▼
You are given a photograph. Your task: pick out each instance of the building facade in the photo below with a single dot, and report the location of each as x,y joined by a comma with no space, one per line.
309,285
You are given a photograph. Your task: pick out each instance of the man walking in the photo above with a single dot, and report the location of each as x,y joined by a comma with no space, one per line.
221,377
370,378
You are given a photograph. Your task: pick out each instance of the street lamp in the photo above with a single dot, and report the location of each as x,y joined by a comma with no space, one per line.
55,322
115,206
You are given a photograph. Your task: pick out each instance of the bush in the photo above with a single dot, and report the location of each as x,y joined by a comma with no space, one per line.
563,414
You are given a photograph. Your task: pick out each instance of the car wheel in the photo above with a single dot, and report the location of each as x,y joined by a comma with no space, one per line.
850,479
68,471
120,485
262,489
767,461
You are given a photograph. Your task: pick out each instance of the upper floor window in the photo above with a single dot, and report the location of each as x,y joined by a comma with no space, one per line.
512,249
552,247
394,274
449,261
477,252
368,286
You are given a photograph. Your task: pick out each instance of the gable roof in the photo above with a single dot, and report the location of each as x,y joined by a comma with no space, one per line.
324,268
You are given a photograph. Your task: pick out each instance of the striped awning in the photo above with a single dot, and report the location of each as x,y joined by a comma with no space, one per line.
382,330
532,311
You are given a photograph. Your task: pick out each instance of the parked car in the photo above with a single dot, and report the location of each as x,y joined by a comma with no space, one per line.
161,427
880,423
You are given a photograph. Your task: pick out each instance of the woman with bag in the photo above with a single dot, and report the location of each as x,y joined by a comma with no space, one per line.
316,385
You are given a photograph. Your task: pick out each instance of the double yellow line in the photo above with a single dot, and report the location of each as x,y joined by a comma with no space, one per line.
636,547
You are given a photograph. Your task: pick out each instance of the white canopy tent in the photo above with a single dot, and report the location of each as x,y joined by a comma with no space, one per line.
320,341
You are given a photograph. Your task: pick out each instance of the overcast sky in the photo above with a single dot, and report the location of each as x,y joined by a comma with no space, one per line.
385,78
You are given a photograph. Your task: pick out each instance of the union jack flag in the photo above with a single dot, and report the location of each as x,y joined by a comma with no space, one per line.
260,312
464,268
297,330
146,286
▲
▼
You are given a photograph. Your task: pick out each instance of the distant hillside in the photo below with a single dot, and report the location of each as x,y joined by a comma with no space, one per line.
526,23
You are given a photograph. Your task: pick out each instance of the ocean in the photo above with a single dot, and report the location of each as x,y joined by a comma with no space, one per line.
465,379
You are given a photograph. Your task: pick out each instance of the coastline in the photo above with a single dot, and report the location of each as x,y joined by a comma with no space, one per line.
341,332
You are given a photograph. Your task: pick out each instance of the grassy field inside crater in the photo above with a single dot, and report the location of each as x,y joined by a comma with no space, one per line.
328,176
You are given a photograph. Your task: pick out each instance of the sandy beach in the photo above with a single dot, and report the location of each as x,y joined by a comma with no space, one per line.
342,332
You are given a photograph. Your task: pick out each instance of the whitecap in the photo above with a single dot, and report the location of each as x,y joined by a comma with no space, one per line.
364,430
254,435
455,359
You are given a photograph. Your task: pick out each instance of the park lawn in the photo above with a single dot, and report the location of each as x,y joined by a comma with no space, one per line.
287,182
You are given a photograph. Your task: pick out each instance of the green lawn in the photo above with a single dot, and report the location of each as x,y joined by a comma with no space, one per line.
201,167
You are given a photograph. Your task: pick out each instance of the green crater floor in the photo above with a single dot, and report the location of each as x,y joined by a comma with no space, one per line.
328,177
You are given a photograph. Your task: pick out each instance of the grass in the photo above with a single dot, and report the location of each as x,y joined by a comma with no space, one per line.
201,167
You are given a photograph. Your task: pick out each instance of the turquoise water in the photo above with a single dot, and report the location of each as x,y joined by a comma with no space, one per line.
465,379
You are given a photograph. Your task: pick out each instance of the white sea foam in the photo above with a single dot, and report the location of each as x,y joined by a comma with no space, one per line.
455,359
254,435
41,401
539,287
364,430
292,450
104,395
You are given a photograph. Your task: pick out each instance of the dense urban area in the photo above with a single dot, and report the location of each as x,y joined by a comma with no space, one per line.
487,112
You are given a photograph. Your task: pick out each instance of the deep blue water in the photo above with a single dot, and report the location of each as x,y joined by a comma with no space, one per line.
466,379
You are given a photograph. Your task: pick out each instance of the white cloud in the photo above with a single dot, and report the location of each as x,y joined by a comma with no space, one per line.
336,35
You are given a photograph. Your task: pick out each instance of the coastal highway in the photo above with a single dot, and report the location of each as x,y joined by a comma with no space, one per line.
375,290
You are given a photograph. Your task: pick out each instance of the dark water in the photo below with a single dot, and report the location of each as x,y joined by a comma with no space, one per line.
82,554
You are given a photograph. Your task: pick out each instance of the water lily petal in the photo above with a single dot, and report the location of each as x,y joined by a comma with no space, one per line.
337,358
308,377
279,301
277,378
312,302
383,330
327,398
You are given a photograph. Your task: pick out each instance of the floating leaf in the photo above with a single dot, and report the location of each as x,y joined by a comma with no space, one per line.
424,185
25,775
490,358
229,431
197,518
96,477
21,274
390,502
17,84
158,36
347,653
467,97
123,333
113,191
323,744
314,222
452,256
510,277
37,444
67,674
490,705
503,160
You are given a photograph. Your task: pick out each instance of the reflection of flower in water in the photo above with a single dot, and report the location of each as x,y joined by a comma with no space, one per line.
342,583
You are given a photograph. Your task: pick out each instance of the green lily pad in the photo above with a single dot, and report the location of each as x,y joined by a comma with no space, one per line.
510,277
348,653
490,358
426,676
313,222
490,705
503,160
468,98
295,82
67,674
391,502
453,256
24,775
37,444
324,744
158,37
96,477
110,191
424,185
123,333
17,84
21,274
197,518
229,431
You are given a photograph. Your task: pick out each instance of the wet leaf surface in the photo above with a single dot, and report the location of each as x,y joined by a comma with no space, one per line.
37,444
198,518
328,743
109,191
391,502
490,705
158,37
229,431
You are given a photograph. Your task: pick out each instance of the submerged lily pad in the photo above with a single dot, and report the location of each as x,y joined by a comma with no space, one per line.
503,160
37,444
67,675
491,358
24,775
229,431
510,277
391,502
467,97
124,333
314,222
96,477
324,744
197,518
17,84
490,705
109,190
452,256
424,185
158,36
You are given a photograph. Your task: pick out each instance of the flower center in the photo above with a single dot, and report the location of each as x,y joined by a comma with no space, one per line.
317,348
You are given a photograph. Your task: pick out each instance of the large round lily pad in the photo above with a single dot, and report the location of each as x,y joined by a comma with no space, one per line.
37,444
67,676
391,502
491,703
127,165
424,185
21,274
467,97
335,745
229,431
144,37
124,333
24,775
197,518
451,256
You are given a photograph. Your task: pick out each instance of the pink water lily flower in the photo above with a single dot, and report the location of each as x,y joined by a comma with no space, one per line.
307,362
▲
Written request:
Pull out every line of the items above that contains the word "facade". Treat uppercase and lowercase letters as different.

Solution for this exercise:
You are given a photograph. Your task: pick out each instance of the building facade in the photo below with a single dot, and report the location of each as x,y joined by a comma with no space, one per line.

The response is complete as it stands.